◆ Short exercise
Your task is to return the span of lines beginning at the one with "Practice step: find every instance of the sky" and ending at the last line of the data, exactly as it stands.

-=-=-=-=-

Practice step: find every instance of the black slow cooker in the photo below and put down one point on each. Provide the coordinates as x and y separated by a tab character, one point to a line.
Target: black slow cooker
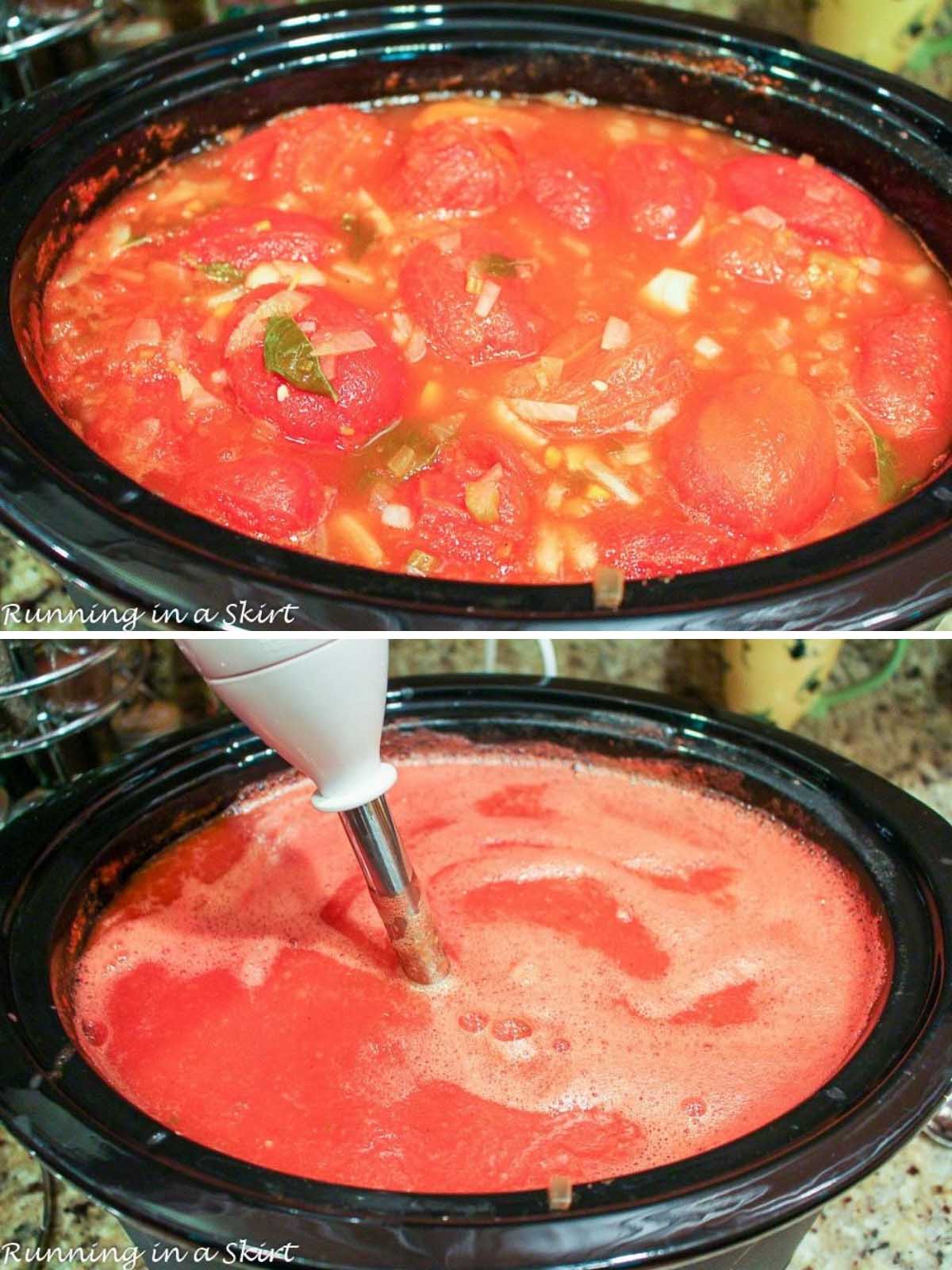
743	1204
67	152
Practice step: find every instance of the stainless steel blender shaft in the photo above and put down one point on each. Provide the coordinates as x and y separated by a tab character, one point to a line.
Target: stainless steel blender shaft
397	892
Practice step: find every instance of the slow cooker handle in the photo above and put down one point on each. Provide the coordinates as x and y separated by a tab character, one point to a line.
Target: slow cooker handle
321	702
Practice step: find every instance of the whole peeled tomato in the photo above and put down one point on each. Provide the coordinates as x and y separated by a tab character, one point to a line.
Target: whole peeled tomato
812	200
905	376
570	190
645	549
659	190
330	148
457	168
245	237
433	285
758	457
368	383
267	495
638	387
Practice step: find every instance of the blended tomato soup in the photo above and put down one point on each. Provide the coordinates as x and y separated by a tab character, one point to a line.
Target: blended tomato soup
528	341
641	972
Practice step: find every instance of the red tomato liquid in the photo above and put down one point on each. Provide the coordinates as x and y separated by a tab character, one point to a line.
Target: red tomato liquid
555	338
640	973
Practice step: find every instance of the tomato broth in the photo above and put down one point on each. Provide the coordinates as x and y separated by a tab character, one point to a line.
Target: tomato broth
641	972
505	340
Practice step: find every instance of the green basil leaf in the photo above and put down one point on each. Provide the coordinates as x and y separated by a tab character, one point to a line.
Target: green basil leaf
361	232
220	271
290	353
886	473
892	488
428	442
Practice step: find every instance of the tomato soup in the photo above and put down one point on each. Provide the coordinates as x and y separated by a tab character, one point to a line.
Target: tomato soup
528	341
641	972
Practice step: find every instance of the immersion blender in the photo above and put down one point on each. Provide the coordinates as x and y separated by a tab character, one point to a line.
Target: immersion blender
319	702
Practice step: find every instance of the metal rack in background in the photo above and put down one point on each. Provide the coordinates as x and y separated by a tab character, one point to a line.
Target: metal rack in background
54	694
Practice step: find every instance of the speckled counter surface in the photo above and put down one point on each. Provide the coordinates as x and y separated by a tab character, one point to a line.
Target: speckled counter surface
900	1217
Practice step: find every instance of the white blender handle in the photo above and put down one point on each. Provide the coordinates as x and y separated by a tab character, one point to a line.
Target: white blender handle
319	702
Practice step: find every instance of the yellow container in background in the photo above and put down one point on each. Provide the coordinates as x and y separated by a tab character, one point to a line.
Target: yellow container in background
880	32
777	679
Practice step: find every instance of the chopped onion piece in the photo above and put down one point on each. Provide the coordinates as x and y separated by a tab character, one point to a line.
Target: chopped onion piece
660	416
71	275
612	482
416	346
192	391
403	327
634	455
550	370
608	587
555	495
401	461
545	412
482	497
397	516
342	342
672	290
251	329
708	347
262	276
489	295
550	552
508	422
225	298
765	216
359	539
144	330
617	334
693	234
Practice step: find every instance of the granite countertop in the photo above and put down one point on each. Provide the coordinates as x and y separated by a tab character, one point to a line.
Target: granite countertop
901	1216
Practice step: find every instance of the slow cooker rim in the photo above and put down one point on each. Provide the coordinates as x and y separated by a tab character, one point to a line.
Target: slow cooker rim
44	502
427	692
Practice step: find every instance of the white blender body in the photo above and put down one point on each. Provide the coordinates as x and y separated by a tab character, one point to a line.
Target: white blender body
321	704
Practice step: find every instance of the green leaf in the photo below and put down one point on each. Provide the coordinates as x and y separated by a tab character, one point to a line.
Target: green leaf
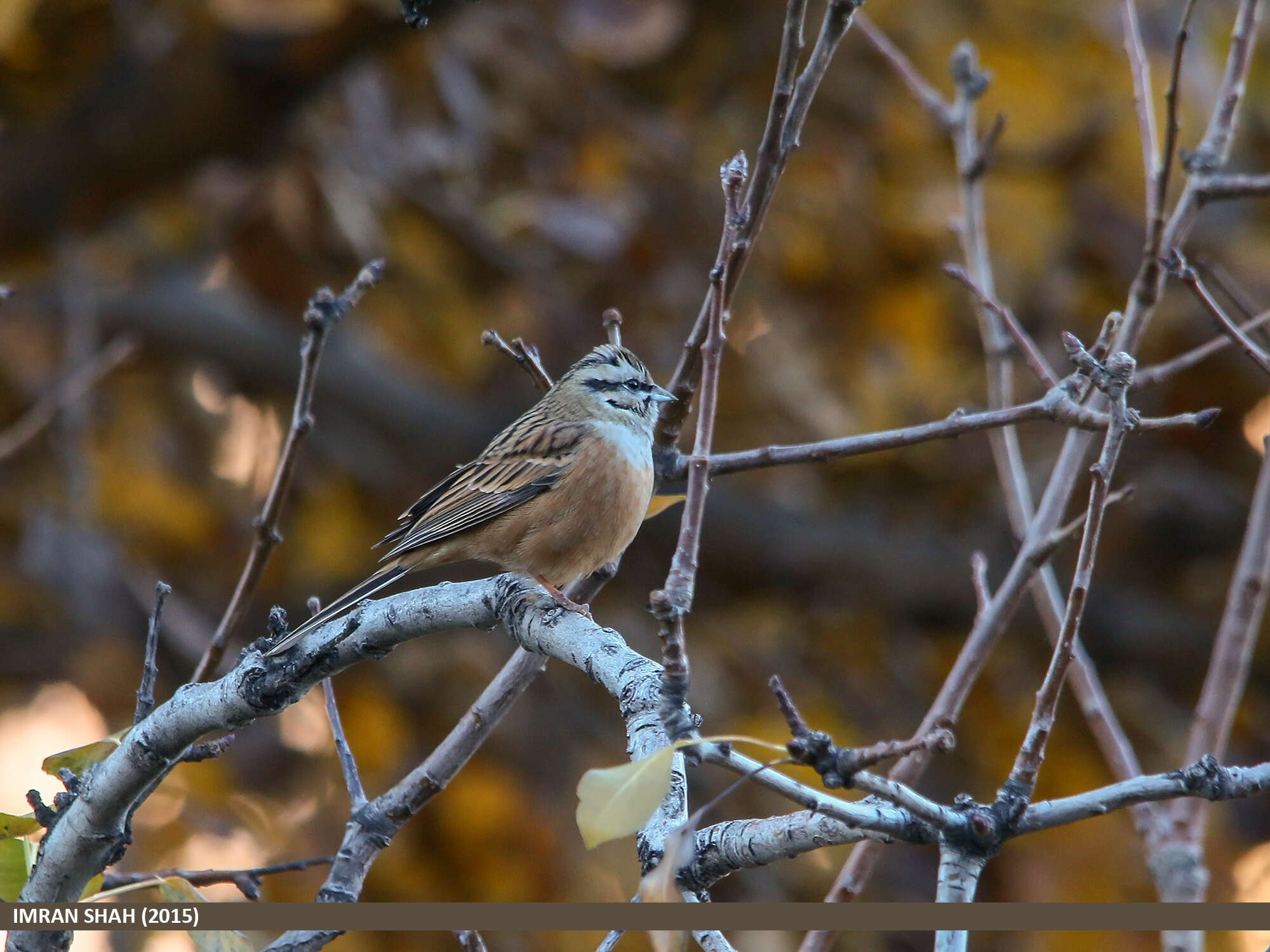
176	889
12	827
79	760
13	870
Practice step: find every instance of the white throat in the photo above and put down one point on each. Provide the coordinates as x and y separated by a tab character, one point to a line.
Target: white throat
634	445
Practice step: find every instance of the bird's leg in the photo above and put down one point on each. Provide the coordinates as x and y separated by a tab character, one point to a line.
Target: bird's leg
563	600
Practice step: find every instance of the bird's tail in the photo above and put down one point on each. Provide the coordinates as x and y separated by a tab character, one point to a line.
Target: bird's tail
382	579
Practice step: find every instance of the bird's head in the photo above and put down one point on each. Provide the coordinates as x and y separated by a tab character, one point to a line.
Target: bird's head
615	385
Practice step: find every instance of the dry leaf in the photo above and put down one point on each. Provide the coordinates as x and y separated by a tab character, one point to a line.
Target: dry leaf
175	889
1257	425
617	802
79	760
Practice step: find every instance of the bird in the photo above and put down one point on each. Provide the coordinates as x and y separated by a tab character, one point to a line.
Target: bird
559	493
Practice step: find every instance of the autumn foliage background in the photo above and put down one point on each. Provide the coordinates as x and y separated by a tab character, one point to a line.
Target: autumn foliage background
191	173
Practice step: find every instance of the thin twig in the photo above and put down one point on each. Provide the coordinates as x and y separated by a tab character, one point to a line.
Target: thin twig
1032	527
1018	790
980	581
1177	850
65	393
1160	186
347	762
248	882
675	598
150	667
1033	357
324	312
932	100
792	101
526	357
1187	275
373	824
1227	186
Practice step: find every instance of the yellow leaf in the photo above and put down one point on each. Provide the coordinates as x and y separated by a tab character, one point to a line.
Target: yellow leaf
79	760
669	941
617	802
658	884
13	870
176	889
13	827
660	505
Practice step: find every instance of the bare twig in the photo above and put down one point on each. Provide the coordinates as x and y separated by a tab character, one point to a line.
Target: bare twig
932	100
1056	407
844	767
65	393
1166	370
150	667
1114	379
526	356
1140	68
1033	357
1159	194
1187	275
792	101
1227	186
613	322
374	823
675	598
248	882
1177	849
1033	529
324	313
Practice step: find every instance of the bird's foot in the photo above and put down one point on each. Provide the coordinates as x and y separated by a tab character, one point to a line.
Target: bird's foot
563	601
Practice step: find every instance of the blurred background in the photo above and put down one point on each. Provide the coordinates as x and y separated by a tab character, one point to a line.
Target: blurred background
187	175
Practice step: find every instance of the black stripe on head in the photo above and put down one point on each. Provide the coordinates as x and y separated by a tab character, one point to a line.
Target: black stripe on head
610	355
603	385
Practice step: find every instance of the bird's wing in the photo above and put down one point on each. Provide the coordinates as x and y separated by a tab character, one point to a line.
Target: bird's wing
523	461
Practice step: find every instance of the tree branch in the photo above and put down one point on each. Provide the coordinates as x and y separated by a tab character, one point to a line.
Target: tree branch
248	882
1114	379
792	101
150	667
65	393
324	313
1187	275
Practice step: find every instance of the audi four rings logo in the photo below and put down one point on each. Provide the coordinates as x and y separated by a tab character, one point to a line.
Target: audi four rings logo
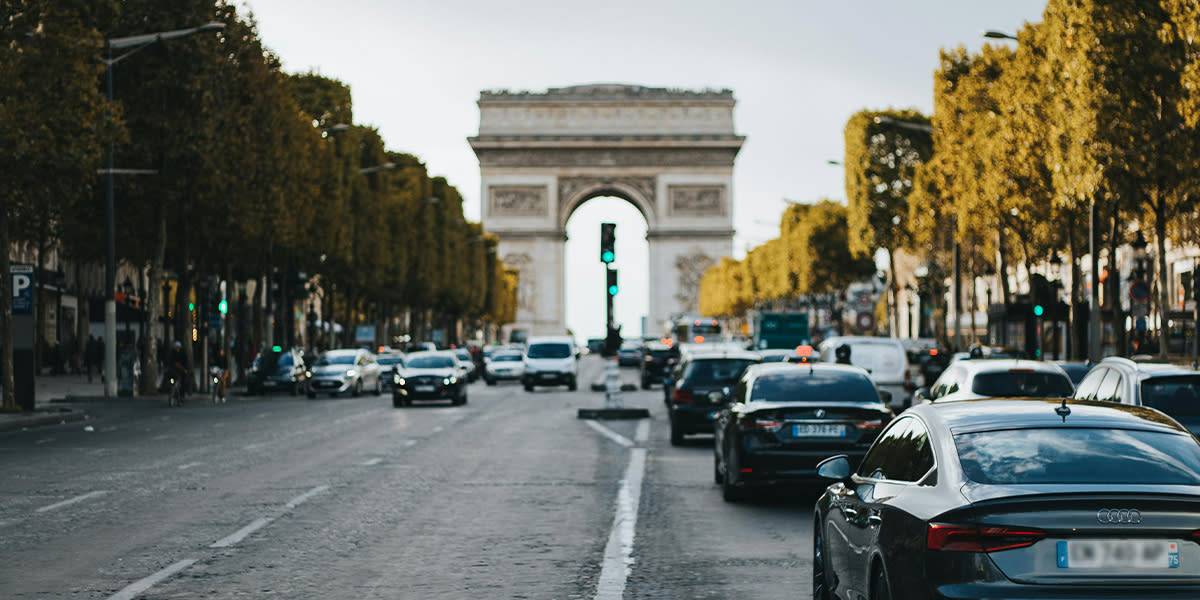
1119	516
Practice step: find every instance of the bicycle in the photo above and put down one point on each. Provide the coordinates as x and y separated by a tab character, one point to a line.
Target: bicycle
220	379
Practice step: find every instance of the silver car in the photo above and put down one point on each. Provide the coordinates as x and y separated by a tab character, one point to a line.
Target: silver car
345	371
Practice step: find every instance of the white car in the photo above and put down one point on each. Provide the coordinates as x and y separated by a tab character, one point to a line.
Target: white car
340	371
987	378
550	361
883	358
503	365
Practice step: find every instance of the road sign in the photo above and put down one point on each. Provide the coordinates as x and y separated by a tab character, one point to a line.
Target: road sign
1139	291
22	289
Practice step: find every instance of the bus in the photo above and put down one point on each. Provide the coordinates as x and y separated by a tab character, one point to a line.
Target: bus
690	329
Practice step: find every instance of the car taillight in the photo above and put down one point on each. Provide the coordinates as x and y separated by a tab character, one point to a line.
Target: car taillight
954	538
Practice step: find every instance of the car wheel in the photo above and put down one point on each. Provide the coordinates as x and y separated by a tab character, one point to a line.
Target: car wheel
880	587
676	435
820	581
729	491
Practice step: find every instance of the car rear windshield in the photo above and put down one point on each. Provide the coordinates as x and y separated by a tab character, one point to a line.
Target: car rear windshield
431	363
803	387
1176	396
721	371
1079	456
1037	384
550	351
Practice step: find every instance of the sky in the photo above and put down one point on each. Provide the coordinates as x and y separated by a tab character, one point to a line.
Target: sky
798	70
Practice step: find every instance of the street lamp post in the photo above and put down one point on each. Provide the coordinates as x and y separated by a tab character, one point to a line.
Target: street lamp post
133	43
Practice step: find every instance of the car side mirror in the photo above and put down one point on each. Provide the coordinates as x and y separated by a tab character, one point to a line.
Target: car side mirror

-=-=-=-=-

◆ Output for this task
Practice step: find every instance of the sky in the photo above and put down one point on each. Provide the coordinates as x and y separated by a tab character, one point to a line.
Target: sky
798	70
Practice step: find every instance of the street lamp post in the photo above and put down one point on each. Provide the coordinates as x and y separated by a tab character, one point to a line.
Target: street lamp post
133	43
Practice step: find every instance of the car side mirror in the photo above and put down one point on each. Provide the coordinates as x and y separated by a tab character, one point to a line.
Target: car side mirror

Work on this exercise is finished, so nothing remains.